## Source document
------------------------------------

Hardware monitoring for multitenant environment

maid3n_55 · Post by **maid3n_55** » Fri Sep 30, 2016 1:27 am

Hi Guys,

I am new to Nagios and I will need some guidance from people who have experience with Nagios. I know, that even if it will be feasible what I want to achieve it will require a lot of time to be spent on reading documentation, testing and so on.

My goals at this moment it will be :

-> Mainly it will be to gather hardware status (overall, disks, power supply, CPU failure, RAM failure, sensors failure, fans and so on. I am not interest to to gather any performance of the systems at the moment)
-> Get rid of tools like HPSIM, IBM Director, OpenManage Essentials, Lenovo Xclarity, HP Open View
-> Get rid of SCOM 2007 R2 and all its management pack for monitoring hardware of servers/storage
-> Have the possibility to configure the tool with a central servers and hubs/gateways in all the remote sites and in different domains.
-> Have the possibility to use the central server ( preferably a cluster of 2 to allow redundancy) as master server from where to deploy all the needed scripts towards hubs/gateways.
-> Gather all the alerts from all hubs/gateways and have a possibility to store them in a DB located on a machine from our central site.

Note: Hardware present in my company till now :

Servers:

- HP Servers from G6 to G9
- IBM Servers System X
- Lenovo x3250 M6
- Dell PowerEdge

Storage:

- HP MSA, HP EVA 4400, HP 3PAR
- IBM DS3250, IBM DS4700, IBM StorWise 3700
- NetApp FAS2220
- EMC Clariion, VNX

SW :

Brocade for FC
HP, Cisco for LAN

From what I've seen on Nagios community this can be achieved with Federated mode.

Considering all the above mentioned can someone help me with some advice related how can I put on track a solution to monitor all my hardware equipment?

Thank you in advance for the provided feedback.

John

rkennedy · Post by **rkennedy** » Fri Sep 30, 2016 1:43 pm

There's a lot of information, so going to break down your post and add notes. If you feel I missed anything, or have more questions, feel free to post them.

-> Mainly it will be to gather hardware status (overall, disks, power supply, CPU failure, RAM failure, sensors failure, fans and so on. I am not interest to to gather any performance of the systems at the moment)

Your best friend is going to be SNMP as that's more than likely how you'll want to monitor all of this.

-> Have the possibility to configure the tool with a central servers and hubs/gateways in all the remote sites and in different domains.
-> Have the possibility to use the central server ( preferably a cluster of 2 to allow redundancy) as master server from where to deploy all the needed scripts towards hubs/gateways.

Are you looking to have mod_gearman, NRPE, or check_by_ssh proxy all of your checks at different sites, and then report back to Nagios? Would need clarification here, but here are a few documents that are relevant.
https://assets.nagios.com/downloads/nag ... ios_XI.pdf
https://support.nagios.com/kb/article.php?id=484

-> Gather all the alerts from all hubs/gateways and have a possibility to store them in a DB located on a machine from our central site.

Metrics will be stored in XI's database, but you should be able to offload your database. I'm not sure how well this would work with the database being at a different site.

------------------------------------

## Records supplied
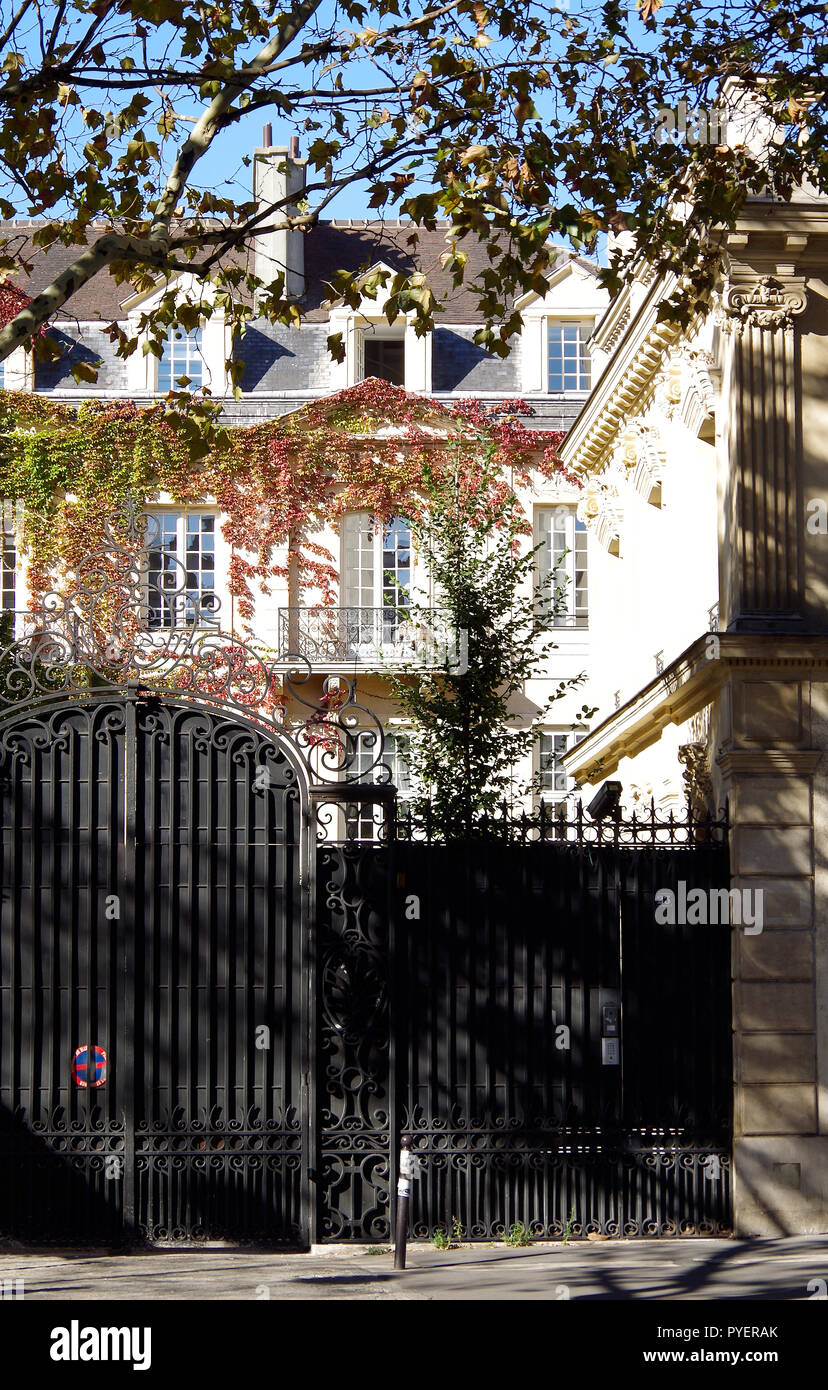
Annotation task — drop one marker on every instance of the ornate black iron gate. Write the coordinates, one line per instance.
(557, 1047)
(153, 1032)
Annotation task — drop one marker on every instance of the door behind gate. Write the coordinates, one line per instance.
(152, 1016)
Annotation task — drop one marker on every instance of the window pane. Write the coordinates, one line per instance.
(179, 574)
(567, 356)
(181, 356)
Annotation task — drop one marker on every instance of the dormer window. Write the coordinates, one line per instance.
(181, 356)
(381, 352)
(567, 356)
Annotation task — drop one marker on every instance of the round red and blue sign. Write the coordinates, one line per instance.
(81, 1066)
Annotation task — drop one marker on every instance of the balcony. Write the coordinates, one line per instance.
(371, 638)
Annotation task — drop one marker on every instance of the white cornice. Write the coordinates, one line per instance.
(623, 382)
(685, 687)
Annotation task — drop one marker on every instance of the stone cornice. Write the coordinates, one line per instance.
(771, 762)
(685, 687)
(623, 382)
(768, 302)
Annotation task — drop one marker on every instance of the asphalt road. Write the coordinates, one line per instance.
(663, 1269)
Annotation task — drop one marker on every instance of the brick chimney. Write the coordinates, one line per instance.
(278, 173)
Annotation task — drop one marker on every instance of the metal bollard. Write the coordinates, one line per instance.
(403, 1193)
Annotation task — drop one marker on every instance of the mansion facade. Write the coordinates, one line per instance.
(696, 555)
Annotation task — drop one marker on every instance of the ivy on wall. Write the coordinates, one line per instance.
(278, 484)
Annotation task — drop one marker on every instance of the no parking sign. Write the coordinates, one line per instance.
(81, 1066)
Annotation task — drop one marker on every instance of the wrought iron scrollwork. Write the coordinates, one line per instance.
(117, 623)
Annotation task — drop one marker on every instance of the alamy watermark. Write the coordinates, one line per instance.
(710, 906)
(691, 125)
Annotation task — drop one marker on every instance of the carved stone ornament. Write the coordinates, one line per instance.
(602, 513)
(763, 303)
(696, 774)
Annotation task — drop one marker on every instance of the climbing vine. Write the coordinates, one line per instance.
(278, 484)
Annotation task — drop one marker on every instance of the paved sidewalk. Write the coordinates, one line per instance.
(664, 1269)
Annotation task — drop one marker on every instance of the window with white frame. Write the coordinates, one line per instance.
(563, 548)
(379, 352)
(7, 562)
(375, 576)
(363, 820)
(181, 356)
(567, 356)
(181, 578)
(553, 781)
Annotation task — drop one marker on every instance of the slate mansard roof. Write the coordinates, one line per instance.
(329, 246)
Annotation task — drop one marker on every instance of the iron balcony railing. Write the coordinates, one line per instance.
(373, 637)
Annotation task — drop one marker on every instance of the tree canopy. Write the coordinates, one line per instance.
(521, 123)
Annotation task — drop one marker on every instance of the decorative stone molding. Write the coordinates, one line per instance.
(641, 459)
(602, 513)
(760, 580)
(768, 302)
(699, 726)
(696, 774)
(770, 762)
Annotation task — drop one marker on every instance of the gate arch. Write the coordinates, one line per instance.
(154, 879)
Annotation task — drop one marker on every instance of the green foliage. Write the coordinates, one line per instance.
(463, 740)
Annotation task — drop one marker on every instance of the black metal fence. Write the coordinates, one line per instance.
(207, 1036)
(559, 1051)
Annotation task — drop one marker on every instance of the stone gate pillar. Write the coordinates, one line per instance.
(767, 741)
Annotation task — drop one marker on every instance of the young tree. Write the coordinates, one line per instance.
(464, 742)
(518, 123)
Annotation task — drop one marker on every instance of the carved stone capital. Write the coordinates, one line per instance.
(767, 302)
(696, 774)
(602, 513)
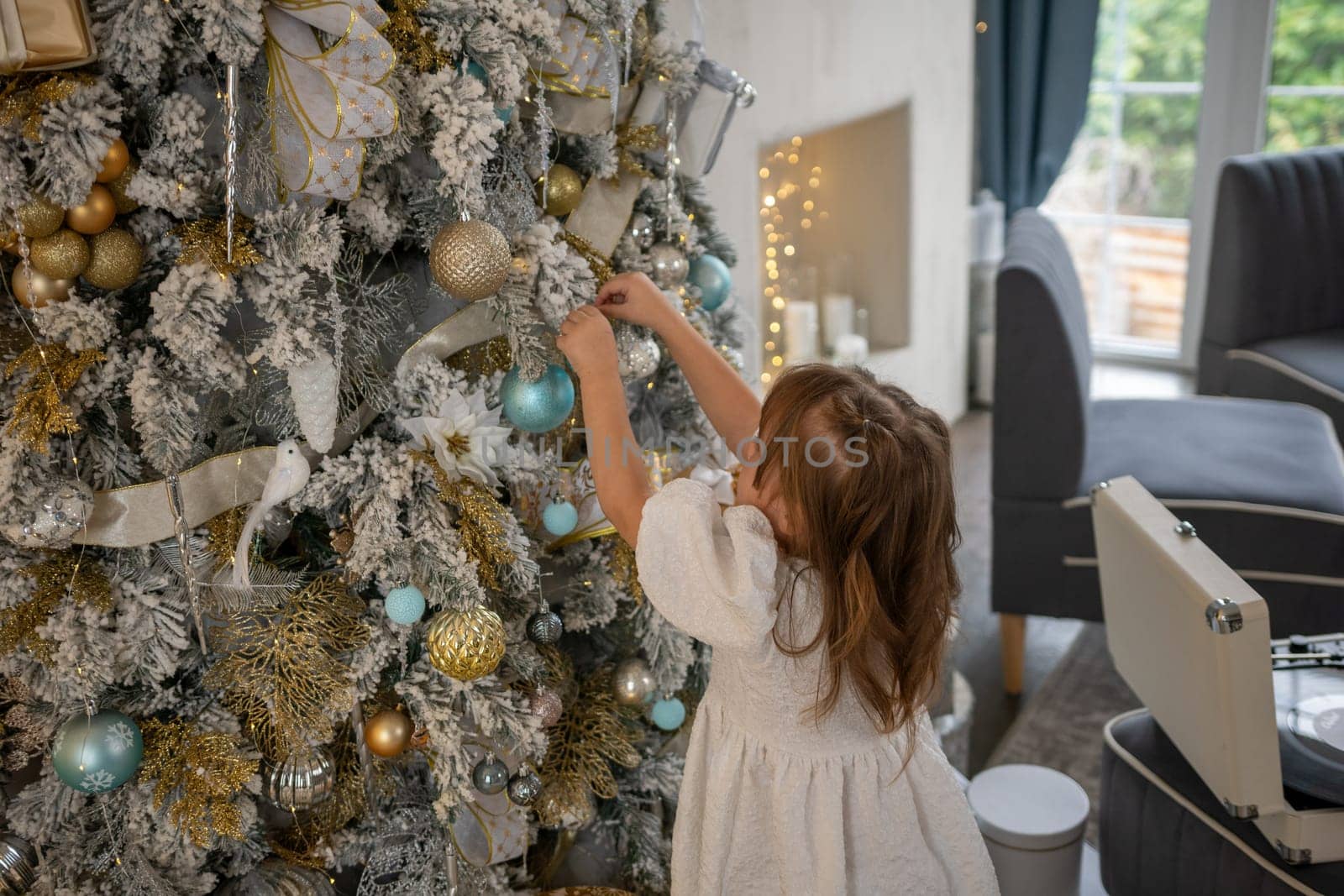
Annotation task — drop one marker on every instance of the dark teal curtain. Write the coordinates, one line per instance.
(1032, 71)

------------------------------------

## What this exercise asks
1. In the Nagios forum thread, why does the first poster prefer a cluster of two for the central server? Answer in one to three sentences.
2. Decide whether each statement agrees with the Nagios forum thread. For each one, answer yes or no and quote the deciding words from the thread.
(a) The first poster currently wants to gather performance data for the systems.
(b) The company's storage hardware includes a NetApp FAS2220.
(c) The reply says that metrics will be stored in XI's database.
3. Continue the Nagios forum thread from the point where it stops.

## Answers provided
1. The first poster prefers a cluster of two so that the central server has redundancy. The thread says "preferably a cluster of 2 to allow redundancy."

2.
(a) No: "I am not interest to to gather any performance of the systems at the moment"
(b) Yes: "NetApp FAS2220"
(c) Yes: "Metrics will be stored in XI's database"

3.
https://assets.nagios.com/downloads/nag ... Server.pdf

Servers:

- HP Servers from G6 to G9
- IBM Servers System X
- Lenovo x3250 M6
- Dell PowerEdge

Storage:

- HP MSA, HP EVA 4400, HP 3PAR
- IBM DS3250, IBM DS4700, IBM StorWise 3700
- NetApp FAS2220
- EMC Clariion, VNX

SW :

Brocade for FC
HP, Cisco for LAN

Provided they all have SNMP support, you should be able to gain the metrics you're after. You may be able to find plugins that are specific for these devices, over at https://exchange.nagios.org. Most of the items you've listed click in my head as having a plugin written for them already.

rkennedy · Post by **rkennedy** » Fri Sep 30, 2016 1:45 pm

One more thing to add - if you're after a HA setup take a look at our partner Linbit whom can offer that on top of XI: http://www.linbit.com/en/resources/tech ... centos-6-5

maid3n_55 · Post by **maid3n_55** » Mon Oct 03, 2016 1:39 am

Hi Rkennedy,

Thanks a lot for the provided answers, but I am getting back to this as I want to make sure that you can help me with the right solution.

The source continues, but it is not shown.